** What you should do **
Your answer is the lines below, exactly, from the one that contains "Task: where can the man in" through the one that contains "Task: where can the bear", both included.

** Task material **

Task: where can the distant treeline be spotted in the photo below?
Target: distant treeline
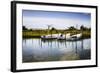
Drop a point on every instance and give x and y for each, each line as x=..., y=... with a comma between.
x=35, y=33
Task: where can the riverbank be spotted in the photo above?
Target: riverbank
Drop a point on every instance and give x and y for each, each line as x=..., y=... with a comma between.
x=39, y=33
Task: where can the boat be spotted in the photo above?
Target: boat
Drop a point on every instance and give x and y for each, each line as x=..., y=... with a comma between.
x=75, y=37
x=49, y=37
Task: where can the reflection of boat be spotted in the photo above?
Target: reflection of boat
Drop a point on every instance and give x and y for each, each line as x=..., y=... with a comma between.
x=63, y=37
x=75, y=37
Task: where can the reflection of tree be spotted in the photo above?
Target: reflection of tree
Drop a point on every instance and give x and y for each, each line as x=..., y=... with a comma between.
x=24, y=28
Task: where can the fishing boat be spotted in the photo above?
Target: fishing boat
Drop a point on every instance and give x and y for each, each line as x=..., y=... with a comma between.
x=75, y=37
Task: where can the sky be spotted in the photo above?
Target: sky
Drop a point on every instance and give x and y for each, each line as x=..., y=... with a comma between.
x=36, y=19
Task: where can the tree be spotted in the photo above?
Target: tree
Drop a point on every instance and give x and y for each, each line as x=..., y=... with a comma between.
x=24, y=28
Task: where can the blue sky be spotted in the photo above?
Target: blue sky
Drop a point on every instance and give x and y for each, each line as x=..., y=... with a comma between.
x=60, y=20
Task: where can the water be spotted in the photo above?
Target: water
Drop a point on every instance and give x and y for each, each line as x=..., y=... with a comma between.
x=37, y=50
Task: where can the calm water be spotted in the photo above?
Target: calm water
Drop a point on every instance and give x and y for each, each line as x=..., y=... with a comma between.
x=37, y=50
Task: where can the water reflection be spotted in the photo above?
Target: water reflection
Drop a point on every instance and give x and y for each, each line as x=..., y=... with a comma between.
x=37, y=50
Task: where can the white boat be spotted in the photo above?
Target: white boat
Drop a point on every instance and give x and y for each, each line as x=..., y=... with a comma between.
x=63, y=37
x=75, y=37
x=47, y=37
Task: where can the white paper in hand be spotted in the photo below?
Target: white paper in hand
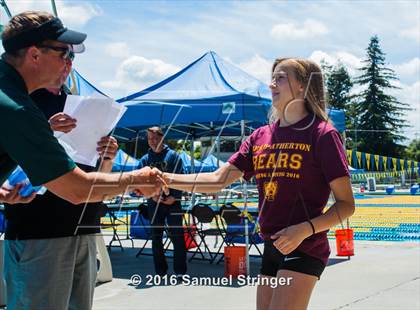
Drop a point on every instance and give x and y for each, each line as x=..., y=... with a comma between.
x=96, y=117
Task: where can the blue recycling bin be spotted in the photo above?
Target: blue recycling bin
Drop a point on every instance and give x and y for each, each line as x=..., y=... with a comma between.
x=390, y=189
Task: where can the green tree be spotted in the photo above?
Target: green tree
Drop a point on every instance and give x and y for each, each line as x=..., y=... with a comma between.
x=338, y=86
x=413, y=150
x=380, y=115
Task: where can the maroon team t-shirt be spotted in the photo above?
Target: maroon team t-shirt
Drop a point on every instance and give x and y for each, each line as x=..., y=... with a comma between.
x=293, y=167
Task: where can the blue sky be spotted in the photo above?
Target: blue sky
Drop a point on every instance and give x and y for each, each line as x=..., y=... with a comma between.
x=134, y=44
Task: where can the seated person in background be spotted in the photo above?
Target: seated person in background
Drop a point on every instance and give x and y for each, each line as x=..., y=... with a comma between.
x=161, y=208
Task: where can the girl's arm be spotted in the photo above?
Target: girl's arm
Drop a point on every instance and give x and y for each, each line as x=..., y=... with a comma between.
x=289, y=238
x=204, y=182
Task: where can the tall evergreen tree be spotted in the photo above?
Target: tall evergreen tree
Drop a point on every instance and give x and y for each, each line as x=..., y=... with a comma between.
x=338, y=85
x=380, y=115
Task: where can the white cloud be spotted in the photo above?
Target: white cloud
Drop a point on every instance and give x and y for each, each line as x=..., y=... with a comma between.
x=310, y=28
x=136, y=73
x=258, y=67
x=411, y=33
x=117, y=49
x=350, y=61
x=410, y=68
x=71, y=14
x=77, y=15
x=410, y=94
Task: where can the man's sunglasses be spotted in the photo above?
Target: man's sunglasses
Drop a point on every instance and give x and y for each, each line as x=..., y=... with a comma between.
x=66, y=52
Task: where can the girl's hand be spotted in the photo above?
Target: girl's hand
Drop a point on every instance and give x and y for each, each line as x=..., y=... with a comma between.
x=289, y=238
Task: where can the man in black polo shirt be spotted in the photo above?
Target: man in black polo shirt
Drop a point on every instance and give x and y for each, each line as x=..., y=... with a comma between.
x=37, y=51
x=52, y=221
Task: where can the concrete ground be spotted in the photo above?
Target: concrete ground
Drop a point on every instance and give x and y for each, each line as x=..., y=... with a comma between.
x=382, y=275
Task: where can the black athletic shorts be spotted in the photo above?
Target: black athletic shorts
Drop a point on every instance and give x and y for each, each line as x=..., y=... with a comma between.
x=273, y=261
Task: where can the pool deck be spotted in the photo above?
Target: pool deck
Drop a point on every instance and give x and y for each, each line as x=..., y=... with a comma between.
x=382, y=275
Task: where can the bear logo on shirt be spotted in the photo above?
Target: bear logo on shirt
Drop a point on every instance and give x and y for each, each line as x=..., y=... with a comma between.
x=270, y=190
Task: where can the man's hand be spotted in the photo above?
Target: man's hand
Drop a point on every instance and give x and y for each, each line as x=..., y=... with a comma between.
x=107, y=148
x=12, y=196
x=169, y=200
x=148, y=182
x=62, y=122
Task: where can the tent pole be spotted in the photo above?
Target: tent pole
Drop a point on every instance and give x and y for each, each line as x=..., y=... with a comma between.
x=217, y=164
x=54, y=8
x=6, y=8
x=192, y=167
x=245, y=195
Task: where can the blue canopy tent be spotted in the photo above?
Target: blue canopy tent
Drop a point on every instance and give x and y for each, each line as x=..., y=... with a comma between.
x=198, y=165
x=211, y=160
x=124, y=162
x=78, y=85
x=219, y=96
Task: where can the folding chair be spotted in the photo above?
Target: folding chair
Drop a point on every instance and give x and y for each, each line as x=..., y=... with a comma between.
x=203, y=216
x=140, y=228
x=233, y=226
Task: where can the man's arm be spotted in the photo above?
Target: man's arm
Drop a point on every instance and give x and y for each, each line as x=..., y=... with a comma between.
x=78, y=186
x=11, y=196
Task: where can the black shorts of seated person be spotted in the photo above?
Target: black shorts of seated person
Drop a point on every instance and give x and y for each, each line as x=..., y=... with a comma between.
x=273, y=260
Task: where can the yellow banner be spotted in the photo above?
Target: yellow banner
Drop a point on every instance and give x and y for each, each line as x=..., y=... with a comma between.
x=376, y=157
x=359, y=159
x=368, y=160
x=394, y=163
x=349, y=157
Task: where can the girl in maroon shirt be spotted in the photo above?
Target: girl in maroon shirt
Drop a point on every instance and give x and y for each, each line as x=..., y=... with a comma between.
x=297, y=161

** Answer to the exercise **
Task: where can the man in black polo shirt be spotted in the photo above?
Target: man in black polo shirt
Drop a point on every instance and give x and y for each, each line as x=..., y=... with a comma between.
x=37, y=51
x=52, y=221
Task: where can the concrete ground be spotted in the photo above?
Target: concrete ground
Drop a point on every instance and give x and y for each, each line as x=..., y=... with a comma between.
x=382, y=275
Task: where can the black athletic shorts be spotted in the photo above?
Target: black athletic shorts
Drop a point on every instance and give x and y for each, each line as x=..., y=... with a comma between.
x=273, y=261
Task: where can the pool deck be spotted in the photo above?
Target: pool deck
Drop a point on every instance and give x and y for each, each line as x=..., y=... with a comma between.
x=382, y=275
Task: where can the bear logo on shirt be spotted in the photo above?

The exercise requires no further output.